— Start PROVIDED ENTRIES —

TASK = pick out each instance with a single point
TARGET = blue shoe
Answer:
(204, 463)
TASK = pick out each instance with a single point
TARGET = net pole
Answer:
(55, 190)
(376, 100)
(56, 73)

— End PROVIDED ENTRIES —

OBJECTIVE>
Output every line of the listing above as a numbered list, with any blank lines left out.

TASK RESULT>
1. TASK = pick out each instance with a single point
2. TARGET = blue shoe
3. Answer:
4. (204, 463)
5. TASK = pick out each instance with a single point
6. TARGET = net pole
7. Answer:
8. (55, 190)
9. (376, 100)
10. (56, 73)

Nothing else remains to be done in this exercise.